[GIVEN TEXT]
--
Wednesday, March 23, 2005


I find myself thinking about creation, in a larger context of God, humankind, the Bible, truth, and on and on. Here's a concept that I came upon not long ago: God did not create the universe; God is creating the universe -- it's a work in progress, as are we, and that leaves open the possibility that God may be as surprised by the outcome(s) as we are.

FYI, I believe in a Creator-God, intelligent, benevolent, and interested in creation as more than merely an amusing experiment. Frankly, I consider the idea of our being here by happenstance to require a greater leap of faith than the idea of a Creator being there to ignite the Big Bang. And I usually look for the simplest path.

As a Roman Catholic -- albeit a "liberal" Catholic, not a "good" (viz., obedient) Catholic -- I reject the notion of predestination. We have free will; we choose our paths, for better or worse. God knows the possible outcomes, but doesn't know our choices till we make them. (For him to know our choices before we know them mocks the notion of free will.)

Because of my heretical liberal POV, I see no difficulty with the idea of God and (not or) evolution. A recent visit to a Christian bookstore turned up a volume titled Creation vs. Evolution (or maybe it was the other way around)...a puzzle to me. Versus? What would make them antithetical to each other? Well, the Bible, I suppose. A great many of my acquaintances are so chained to a literal reading of Scriptures (and these are not all so-called fundamentalist people, either, but mostly members of "mainline" churches) that they cannot/will not let God out of that little box long enough to consider wider possibilities. Growing up in the Catholic church of the 1960s and 1970s, we were taught that the Bible is, in toto, God's truth--not that every verse of every chapter is literally "correct."

Thus, when Genesis indicates that the earth was created in six's wrong! We know that the earth was created over the course of millions of years (and indeed is still being created: see above). What's right is the overarching truth (to believers) of Creation, viz., God created (is creating) the heavens and the earth. God chose to pull this off in his own way and in his own time, and science is slowly discovering that truth.
--
[Dataset excerpts]
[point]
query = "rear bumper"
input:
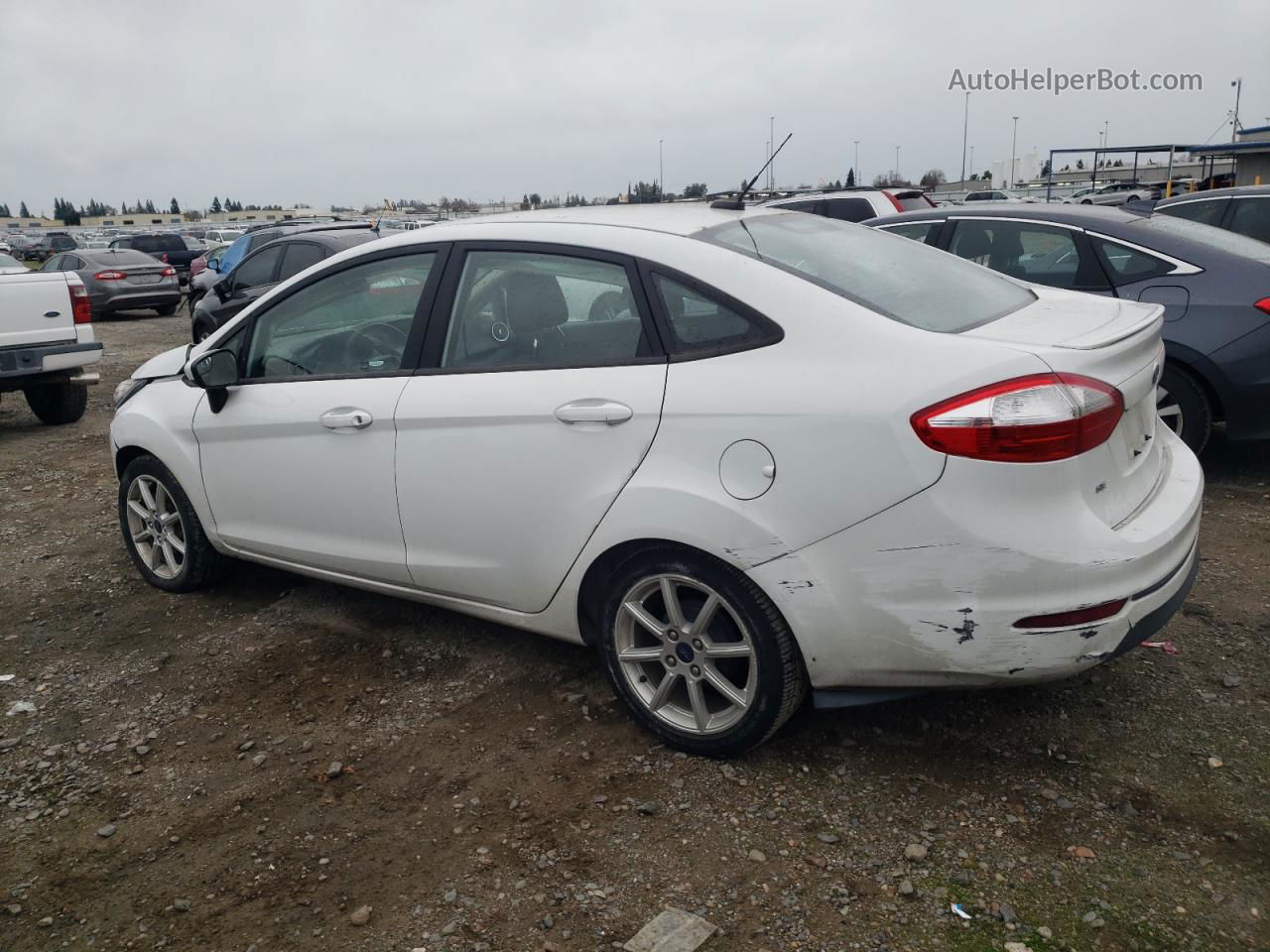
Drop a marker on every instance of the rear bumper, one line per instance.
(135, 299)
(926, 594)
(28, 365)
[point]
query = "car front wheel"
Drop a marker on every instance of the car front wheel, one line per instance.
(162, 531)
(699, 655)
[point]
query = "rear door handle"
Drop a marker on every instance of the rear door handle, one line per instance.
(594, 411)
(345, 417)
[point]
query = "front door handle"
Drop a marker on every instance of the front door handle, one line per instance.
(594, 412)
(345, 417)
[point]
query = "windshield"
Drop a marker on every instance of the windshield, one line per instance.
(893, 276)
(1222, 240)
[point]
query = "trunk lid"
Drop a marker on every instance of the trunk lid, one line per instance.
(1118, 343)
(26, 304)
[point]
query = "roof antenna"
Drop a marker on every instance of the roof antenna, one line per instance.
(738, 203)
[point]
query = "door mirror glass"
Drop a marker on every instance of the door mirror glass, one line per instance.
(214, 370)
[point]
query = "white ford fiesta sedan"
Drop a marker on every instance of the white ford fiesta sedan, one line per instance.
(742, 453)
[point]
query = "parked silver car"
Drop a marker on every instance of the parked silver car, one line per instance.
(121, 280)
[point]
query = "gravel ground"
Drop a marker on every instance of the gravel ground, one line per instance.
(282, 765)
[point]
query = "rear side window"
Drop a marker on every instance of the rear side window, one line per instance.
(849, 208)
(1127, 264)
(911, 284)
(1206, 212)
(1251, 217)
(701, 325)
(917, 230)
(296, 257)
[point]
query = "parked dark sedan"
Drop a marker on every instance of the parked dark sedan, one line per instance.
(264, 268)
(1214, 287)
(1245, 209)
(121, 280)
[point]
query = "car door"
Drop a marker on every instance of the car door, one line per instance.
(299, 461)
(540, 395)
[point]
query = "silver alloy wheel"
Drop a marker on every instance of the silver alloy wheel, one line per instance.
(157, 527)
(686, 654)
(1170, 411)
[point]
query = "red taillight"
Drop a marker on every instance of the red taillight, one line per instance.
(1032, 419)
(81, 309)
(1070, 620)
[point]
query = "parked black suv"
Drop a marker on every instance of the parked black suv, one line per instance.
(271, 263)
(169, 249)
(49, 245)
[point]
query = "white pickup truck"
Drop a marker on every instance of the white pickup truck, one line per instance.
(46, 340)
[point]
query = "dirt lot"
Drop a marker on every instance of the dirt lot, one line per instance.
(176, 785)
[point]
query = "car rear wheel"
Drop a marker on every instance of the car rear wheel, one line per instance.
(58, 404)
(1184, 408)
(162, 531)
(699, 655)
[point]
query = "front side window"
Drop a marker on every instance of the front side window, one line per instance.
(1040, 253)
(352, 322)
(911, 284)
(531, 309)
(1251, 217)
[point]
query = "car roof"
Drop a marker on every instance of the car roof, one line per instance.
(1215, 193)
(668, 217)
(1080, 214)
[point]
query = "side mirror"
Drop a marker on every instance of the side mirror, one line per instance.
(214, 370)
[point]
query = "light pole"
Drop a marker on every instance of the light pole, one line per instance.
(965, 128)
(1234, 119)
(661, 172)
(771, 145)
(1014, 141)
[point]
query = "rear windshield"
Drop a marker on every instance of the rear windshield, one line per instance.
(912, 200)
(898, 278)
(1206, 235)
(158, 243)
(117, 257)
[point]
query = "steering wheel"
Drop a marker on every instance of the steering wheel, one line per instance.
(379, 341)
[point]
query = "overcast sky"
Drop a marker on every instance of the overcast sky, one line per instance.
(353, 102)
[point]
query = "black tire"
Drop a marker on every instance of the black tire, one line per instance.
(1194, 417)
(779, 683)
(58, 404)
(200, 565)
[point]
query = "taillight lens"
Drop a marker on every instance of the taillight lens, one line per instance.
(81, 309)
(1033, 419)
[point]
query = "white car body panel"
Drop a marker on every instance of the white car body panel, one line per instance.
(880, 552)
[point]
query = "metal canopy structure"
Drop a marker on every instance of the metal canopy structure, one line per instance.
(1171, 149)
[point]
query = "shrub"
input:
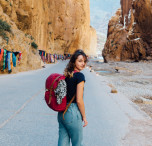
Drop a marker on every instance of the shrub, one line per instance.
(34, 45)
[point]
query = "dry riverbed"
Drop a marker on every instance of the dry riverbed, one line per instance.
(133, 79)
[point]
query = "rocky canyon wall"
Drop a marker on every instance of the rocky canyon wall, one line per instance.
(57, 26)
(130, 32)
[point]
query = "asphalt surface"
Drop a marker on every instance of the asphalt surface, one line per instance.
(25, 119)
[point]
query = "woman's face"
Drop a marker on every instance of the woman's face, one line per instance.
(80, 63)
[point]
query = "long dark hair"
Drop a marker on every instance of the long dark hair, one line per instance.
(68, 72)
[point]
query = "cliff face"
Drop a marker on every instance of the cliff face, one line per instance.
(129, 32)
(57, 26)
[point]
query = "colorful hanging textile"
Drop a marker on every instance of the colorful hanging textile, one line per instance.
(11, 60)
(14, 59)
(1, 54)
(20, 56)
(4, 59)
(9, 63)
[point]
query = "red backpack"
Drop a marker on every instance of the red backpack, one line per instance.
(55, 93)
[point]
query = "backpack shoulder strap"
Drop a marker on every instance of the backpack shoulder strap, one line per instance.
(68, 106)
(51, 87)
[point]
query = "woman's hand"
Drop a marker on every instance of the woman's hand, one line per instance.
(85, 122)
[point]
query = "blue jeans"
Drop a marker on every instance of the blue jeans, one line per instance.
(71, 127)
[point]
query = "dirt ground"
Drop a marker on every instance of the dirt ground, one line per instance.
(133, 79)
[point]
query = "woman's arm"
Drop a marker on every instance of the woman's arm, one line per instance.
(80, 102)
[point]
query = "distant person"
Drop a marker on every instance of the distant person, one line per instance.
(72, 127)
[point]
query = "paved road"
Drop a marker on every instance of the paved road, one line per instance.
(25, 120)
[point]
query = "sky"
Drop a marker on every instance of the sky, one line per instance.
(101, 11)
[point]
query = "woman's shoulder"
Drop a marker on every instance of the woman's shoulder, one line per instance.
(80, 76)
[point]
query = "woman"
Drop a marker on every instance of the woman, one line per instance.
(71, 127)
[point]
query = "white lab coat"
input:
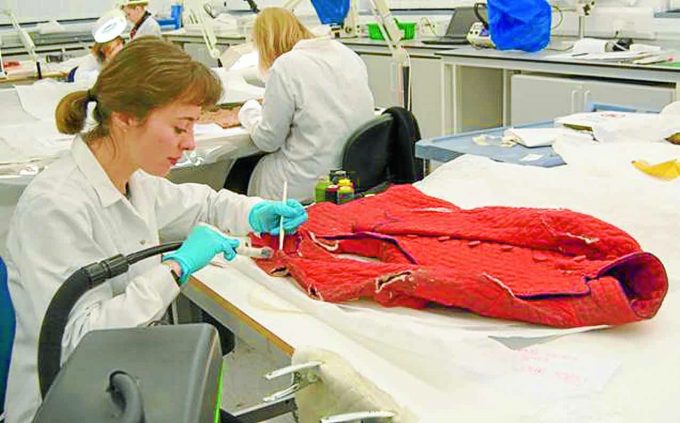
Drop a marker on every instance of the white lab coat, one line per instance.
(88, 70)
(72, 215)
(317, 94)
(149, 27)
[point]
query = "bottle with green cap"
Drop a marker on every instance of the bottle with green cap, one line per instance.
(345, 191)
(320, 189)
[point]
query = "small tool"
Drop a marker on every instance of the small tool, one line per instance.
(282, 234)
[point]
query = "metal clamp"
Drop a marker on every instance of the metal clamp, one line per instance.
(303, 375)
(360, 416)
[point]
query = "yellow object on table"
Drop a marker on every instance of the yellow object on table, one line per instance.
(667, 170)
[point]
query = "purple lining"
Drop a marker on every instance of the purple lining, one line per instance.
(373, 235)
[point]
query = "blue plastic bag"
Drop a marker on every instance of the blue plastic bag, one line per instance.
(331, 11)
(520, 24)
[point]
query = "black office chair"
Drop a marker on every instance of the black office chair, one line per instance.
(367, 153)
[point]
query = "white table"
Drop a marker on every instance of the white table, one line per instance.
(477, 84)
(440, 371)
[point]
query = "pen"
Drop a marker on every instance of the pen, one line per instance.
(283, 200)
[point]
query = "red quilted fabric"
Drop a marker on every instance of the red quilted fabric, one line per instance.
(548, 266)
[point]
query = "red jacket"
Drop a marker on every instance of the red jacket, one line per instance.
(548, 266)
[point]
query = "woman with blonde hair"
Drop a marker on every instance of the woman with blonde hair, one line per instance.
--
Could you return, word for word, the passage of the post on creation and evolution from "I find myself" to "the simplest path."? None of the items have any bearing on this.

[PROBLEM SOLUTION]
I find myself thinking about creation, in a larger context of God, humankind, the Bible, truth, and on and on. Here's a concept that I came upon not long ago: God did not create the universe; God is creating the universe -- it's a work in progress, as are we, and that leaves open the possibility that God may be as surprised by the outcome(s) as we are.

FYI, I believe in a Creator-God, intelligent, benevolent, and interested in creation as more than merely an amusing experiment. Frankly, I consider the idea of our being here by happenstance to require a greater leap of faith than the idea of a Creator being there to ignite the Big Bang. And I usually look for the simplest path.